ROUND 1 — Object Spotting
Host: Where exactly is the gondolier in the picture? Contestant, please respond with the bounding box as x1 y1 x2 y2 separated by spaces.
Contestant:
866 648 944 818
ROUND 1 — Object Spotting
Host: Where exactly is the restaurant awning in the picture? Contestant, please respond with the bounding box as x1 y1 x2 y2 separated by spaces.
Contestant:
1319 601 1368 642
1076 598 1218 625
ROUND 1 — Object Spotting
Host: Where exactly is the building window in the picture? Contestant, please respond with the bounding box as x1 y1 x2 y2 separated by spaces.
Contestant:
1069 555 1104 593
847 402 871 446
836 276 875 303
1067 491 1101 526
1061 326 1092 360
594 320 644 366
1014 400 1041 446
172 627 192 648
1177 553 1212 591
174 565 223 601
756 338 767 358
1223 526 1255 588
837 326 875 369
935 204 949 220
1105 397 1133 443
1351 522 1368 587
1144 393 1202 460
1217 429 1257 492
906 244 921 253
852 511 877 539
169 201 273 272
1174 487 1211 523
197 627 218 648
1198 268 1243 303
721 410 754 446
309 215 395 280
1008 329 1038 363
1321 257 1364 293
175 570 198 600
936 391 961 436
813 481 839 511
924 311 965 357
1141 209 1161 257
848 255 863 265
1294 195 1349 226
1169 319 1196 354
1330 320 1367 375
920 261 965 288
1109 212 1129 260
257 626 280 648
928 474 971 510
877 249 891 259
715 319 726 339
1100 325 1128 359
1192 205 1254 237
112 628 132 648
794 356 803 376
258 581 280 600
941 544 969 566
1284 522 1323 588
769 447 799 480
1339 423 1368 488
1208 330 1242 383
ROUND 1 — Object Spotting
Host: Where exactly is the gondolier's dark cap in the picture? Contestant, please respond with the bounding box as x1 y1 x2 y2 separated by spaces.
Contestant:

==*==

Write the data from above out again, exactly.

--- Solution for this problem ---
ROUND 1 — Object Spotting
Host: Where exactly is the gondolier in the picture? Contestant, please respond with the bounding box as x1 y1 x2 y2 separated by spaces.
Contestant:
866 648 944 818
ROUND 1 — Object Spotting
Host: Where exactly is the restaurant awning in the picture? Contestant, please respond with the bounding box as x1 y1 x2 y2 separated by spaces.
Contestant:
1319 601 1368 642
1076 598 1218 625
ROUND 1 — Object Spotting
Host: Where exactly is the building window in the picture? Contestant, please respond with the bounding box as x1 y1 x2 y2 separated by spaces.
Contestant:
1069 555 1104 593
847 402 871 446
836 276 875 303
1067 491 1101 526
1061 326 1092 360
594 320 644 366
1014 400 1041 446
172 627 192 648
1177 553 1212 591
174 565 223 601
756 338 767 358
1223 526 1255 588
837 326 875 369
935 204 949 220
1105 397 1133 443
1351 522 1368 587
1144 393 1202 460
1217 429 1257 492
906 244 921 253
852 511 877 539
169 201 273 272
1174 487 1211 523
197 627 218 648
1198 268 1243 303
721 410 754 446
309 215 395 280
1008 329 1038 363
1321 257 1364 293
175 570 198 600
936 391 961 436
813 481 839 511
924 311 965 357
1141 209 1161 257
848 255 863 265
1294 195 1349 226
1169 319 1196 354
1330 320 1367 375
920 261 965 288
1109 212 1129 260
257 626 280 648
928 474 971 510
877 249 891 259
715 319 726 339
1100 325 1128 359
1192 205 1254 237
112 628 132 648
794 356 803 376
258 581 280 600
941 544 969 566
1284 522 1323 588
769 447 799 480
1339 423 1368 488
1208 330 1242 383
ROUND 1 — Object Spotting
Host: Where exactly is the gondolier's dark cap in the picture? Contestant, please respond with the bounding box as x1 y1 x2 y2 separated by spaces.
Contestant:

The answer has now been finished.